*Provided data*.
+===+
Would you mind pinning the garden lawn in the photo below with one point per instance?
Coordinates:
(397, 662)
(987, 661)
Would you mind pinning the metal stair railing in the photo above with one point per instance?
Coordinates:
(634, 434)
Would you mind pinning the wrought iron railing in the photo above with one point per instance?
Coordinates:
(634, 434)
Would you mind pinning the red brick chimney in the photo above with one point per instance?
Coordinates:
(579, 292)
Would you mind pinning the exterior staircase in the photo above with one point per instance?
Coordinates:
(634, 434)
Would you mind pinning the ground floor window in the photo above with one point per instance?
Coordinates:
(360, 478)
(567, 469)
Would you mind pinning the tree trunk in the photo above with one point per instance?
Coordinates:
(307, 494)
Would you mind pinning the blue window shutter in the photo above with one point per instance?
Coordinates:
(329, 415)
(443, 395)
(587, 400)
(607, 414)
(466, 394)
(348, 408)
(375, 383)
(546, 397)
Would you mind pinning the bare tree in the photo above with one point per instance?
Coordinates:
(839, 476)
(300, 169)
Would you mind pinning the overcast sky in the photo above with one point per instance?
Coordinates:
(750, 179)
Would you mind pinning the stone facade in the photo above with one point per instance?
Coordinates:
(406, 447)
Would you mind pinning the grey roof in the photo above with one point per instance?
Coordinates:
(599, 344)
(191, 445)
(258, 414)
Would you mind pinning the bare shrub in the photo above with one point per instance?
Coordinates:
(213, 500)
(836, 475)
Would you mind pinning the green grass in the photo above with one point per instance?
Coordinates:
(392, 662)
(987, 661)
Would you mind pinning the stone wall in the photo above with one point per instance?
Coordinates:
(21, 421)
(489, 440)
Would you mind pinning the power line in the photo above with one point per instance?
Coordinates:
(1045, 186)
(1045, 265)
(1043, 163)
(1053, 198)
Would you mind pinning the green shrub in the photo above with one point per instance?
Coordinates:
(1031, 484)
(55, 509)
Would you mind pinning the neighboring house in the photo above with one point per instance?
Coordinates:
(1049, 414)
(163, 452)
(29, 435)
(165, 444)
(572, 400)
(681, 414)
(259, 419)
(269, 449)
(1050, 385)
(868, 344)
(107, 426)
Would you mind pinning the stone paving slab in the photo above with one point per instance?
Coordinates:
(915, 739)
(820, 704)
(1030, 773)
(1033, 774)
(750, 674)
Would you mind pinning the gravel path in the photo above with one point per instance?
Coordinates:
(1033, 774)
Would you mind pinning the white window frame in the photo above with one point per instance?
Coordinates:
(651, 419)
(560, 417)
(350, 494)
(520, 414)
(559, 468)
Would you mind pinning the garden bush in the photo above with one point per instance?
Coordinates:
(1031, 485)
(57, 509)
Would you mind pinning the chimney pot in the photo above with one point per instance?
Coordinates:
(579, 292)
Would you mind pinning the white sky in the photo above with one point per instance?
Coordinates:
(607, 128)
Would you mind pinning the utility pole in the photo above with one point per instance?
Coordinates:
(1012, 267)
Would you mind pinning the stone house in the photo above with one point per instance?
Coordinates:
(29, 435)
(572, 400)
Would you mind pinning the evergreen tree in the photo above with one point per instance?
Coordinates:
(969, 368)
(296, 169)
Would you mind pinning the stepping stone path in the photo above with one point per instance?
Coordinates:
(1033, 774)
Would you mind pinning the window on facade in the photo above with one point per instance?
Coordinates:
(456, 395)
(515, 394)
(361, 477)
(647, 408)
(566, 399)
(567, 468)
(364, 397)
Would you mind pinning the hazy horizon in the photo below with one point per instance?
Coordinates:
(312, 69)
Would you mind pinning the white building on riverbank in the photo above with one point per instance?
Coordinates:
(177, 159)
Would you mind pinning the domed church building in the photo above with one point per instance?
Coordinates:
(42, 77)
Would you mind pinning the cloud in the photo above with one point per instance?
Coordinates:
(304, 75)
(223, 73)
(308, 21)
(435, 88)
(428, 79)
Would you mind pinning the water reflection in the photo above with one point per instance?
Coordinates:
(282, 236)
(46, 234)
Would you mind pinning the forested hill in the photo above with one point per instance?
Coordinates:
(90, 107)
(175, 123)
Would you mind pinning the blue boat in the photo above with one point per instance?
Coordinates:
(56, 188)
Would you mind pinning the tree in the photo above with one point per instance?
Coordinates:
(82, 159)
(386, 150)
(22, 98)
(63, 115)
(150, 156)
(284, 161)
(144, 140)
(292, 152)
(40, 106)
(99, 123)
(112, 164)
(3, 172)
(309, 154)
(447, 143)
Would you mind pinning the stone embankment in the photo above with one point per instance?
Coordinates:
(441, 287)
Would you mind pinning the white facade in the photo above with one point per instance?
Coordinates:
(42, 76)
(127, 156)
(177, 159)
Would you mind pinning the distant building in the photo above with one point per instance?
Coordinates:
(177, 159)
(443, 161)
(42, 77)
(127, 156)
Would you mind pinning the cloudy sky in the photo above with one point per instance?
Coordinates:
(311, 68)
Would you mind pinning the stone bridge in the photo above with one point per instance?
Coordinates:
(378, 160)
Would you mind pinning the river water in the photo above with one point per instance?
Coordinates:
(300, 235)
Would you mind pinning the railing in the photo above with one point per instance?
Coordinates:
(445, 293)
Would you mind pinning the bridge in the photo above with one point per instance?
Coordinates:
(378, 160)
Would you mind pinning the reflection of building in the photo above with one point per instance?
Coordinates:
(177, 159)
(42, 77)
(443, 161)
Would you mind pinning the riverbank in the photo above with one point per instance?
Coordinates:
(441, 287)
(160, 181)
+===+
*Given task*.
Reproduce every item above, switching each occurrence of "Coordinates" to "Points" and leaving everything else unchanged.

*The reply*.
Would you mind pinning the garden lawn in the photo below with one point per instance?
Points:
(397, 662)
(987, 661)
Would you mind pinning the metal stair railing in the photo above with one point per instance?
Points:
(634, 434)
Would you mind pinning the wrought iron railing in the photo above with one point per instance?
Points:
(634, 434)
Would you mind pinning the red brick chimney in the photo above with one point per instance?
Points:
(579, 292)
Would you mind pinning the exterior staircase in the photo above with one point per instance?
Points:
(634, 434)
Would you mind pinning the ground floor window in the photo above with one point per instance?
Points:
(360, 478)
(567, 469)
Would you mind pinning the tree trunk in the photo above with one point per instance?
Points:
(307, 494)
Would you mind pinning the blue window shutter in the photo above with one point per instance?
Points:
(329, 415)
(443, 395)
(587, 400)
(607, 414)
(466, 394)
(348, 408)
(375, 383)
(546, 397)
Would you mind pinning the bare tree in the photo above with one point per instance?
Points:
(839, 476)
(300, 169)
Would you mind pinning the overcast sky in the photo above with one point per instance?
Points:
(750, 179)
Would you mind pinning the stone facade in the photo above with one point per instance?
Points:
(406, 447)
Would you mind pinning the grey roof in the photo above with one point per instance?
Points:
(599, 344)
(191, 445)
(258, 414)
Would you mind pinning the bare shrub in the photo above with one point per instance?
Points:
(213, 500)
(836, 475)
Would you mind pinning the green grass in the photo above with one point per instance?
Points:
(392, 662)
(987, 661)
Would you mind pinning the stone wall in the photo above with one point per instance?
Points:
(21, 421)
(489, 440)
Would you mind pinning the power line in the photo above with one point per instance?
Points:
(1045, 186)
(1045, 265)
(1043, 163)
(1053, 198)
Would you mind pinning the green shrub in the photo above with one point per instance?
Points:
(1031, 484)
(55, 509)
Would you mind pinning the neighboring house in the photo above with one point per instance?
Points:
(1049, 414)
(163, 452)
(29, 435)
(165, 444)
(572, 400)
(681, 414)
(259, 419)
(269, 449)
(1050, 385)
(868, 344)
(107, 426)
Would you mind pinning the stone paving slab in the photo above with one point per instance?
Points:
(915, 739)
(820, 704)
(1030, 773)
(1033, 774)
(750, 674)
Would you mind pinning the gravel path in the photo above with one point per instance?
Points:
(1033, 774)
Would you mind pinning the white window frame in the photo above with one point per instance?
Points:
(651, 419)
(560, 417)
(350, 494)
(520, 414)
(559, 468)
Would you mind pinning the garden bush in the photo above with one point per instance?
Points:
(1031, 485)
(57, 509)
Would you mind pinning the chimney pot in the photo above with one point per instance?
Points:
(579, 292)
Would you mind pinning the white sky in the photo above with one point per instance?
Points:
(607, 128)
Would you mind pinning the utility pole in the photo above with one point per instance?
Points:
(1012, 267)
Would you mind pinning the stone house in the photo above with one point per instance?
Points:
(29, 435)
(572, 400)
Would you mind pinning the evergreen tree in the photo above with one point per instance?
Points:
(969, 368)
(296, 169)
Would you mind pinning the stepping stone path in the photo above with one point per instance?
Points:
(1033, 774)
Would you mind pinning the window on facade in the photo above with one point per instance?
Points:
(456, 395)
(515, 394)
(361, 477)
(647, 408)
(566, 399)
(567, 468)
(364, 397)
Would you mind pinning the hazy horizon in the photo below with one point per instance?
Points:
(312, 69)
Would you mind pinning the white building on riverbank in the photo above with one point per instance?
Points:
(177, 159)
Would you mind pinning the domed church building in the photo above with one point per instance?
Points:
(42, 77)
Would you mind pinning the cloud in the photo above with one point per instance?
Points:
(304, 75)
(223, 73)
(308, 21)
(435, 88)
(428, 79)
Would you mind pinning the water reflection in the photo above with one point per instance?
Points:
(282, 236)
(46, 234)
Would you mind pinning the forested hill in the photo above with one point per instance?
Points:
(90, 107)
(175, 123)
Would you mind pinning the blue boat in the photo above with one point per instance?
Points:
(56, 188)
Would you mind pinning the tree in the photo above with one point per instance?
Points:
(82, 159)
(386, 150)
(22, 98)
(63, 115)
(150, 156)
(284, 161)
(144, 140)
(292, 152)
(40, 106)
(99, 123)
(112, 164)
(3, 172)
(309, 154)
(447, 143)
Would you mind pinning the stone embankment in the photo above with one point per instance?
Points:
(441, 287)
Would you mind pinning the white facade in the photo above with one point per instance?
Points:
(42, 76)
(127, 156)
(177, 159)
Would you mind pinning the distant building in the photo above with one point per instance?
Points:
(177, 159)
(443, 161)
(42, 77)
(127, 156)
Would you mind pinning the cloudy sky in the photo above with one point per instance?
Points:
(311, 68)
Would you mind pinning the stone bridge in the photo above with one point per instance?
Points:
(378, 160)
Would you mind pinning the river water in the photo above with one point per instance?
Points:
(300, 235)
Would you mind pinning the railing in the photo above with one point per instance?
Points:
(445, 293)
Would you mind pinning the bridge in the photo above with one point per instance?
Points:
(378, 160)
Would you mind pinning the reflection of building in the photo above with one point per instance?
Points:
(177, 159)
(42, 77)
(443, 161)
Would you mind pinning the riverbank in the photo above with one point per instance?
Points:
(441, 287)
(160, 181)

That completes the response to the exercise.